SOURCE MATERIAL:
* * * *
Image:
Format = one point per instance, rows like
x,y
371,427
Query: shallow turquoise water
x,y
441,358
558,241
* * * *
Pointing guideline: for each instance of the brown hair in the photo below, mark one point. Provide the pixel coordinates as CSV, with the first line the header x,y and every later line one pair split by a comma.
* * * *
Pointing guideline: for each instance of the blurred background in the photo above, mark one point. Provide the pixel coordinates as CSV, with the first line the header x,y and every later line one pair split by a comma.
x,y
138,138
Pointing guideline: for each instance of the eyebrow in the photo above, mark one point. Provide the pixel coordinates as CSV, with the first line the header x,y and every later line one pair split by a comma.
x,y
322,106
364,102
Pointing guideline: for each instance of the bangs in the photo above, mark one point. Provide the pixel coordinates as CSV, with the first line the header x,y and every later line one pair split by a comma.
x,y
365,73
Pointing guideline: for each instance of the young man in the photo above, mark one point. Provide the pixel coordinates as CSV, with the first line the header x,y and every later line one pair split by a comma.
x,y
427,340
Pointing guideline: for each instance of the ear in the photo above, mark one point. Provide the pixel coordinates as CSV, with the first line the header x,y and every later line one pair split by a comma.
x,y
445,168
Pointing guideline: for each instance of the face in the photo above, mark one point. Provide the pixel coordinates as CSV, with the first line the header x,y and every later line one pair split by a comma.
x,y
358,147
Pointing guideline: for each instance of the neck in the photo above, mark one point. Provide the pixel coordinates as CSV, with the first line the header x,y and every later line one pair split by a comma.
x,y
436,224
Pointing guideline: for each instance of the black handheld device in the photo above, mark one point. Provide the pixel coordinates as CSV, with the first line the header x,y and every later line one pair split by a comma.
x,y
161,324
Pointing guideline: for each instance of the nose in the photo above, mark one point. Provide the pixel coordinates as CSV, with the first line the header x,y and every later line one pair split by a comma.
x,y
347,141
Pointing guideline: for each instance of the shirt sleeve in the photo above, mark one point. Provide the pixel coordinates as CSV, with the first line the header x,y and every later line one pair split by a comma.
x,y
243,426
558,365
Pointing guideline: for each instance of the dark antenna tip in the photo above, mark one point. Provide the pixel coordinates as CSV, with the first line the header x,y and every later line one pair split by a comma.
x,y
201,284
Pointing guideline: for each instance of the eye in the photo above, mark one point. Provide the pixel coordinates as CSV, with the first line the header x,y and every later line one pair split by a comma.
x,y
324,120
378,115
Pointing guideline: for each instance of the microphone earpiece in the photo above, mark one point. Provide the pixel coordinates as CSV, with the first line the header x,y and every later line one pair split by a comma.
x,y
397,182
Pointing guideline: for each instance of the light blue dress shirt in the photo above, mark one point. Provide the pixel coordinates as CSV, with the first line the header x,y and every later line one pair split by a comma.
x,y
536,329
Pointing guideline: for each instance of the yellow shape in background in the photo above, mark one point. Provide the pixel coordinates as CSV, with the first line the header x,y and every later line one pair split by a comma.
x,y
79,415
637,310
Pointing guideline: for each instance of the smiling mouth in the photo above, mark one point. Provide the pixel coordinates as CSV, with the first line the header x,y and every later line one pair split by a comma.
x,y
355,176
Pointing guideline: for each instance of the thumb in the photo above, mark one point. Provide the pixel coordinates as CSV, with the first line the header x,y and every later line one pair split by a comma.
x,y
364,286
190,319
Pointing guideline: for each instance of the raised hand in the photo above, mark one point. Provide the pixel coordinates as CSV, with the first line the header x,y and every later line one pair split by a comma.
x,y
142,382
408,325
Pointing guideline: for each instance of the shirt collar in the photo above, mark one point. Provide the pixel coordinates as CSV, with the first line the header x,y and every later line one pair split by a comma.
* * * *
WORK TO BE COMPLETED: From the entries above, return exactly the line containing "Pointing guideline: for each instance of the thumb", the line containing "Pointing guideline: for each instance of the shirt collar", and all lines between, and nothing else.

TASK SOLUTION:
Pointing guideline: for each instance of the thumb in the photo above, mark one point. Provide the pixel coordinates as CSV, with the first line the header x,y and every later line one pair split by a comma.
x,y
364,286
190,319
Pointing guideline: for each instance of the raised hand in the photo above, mark one point. Provide the pixel coordinates as CSV, with the first line the header x,y and every later line one pair split by a comma.
x,y
142,382
408,325
Pointing guideline: for each instance of the shirt collar in the photo above, mark one point. Provide the pixel coordinates as CSV, with the first line the header x,y and every later line one pair split by a comma.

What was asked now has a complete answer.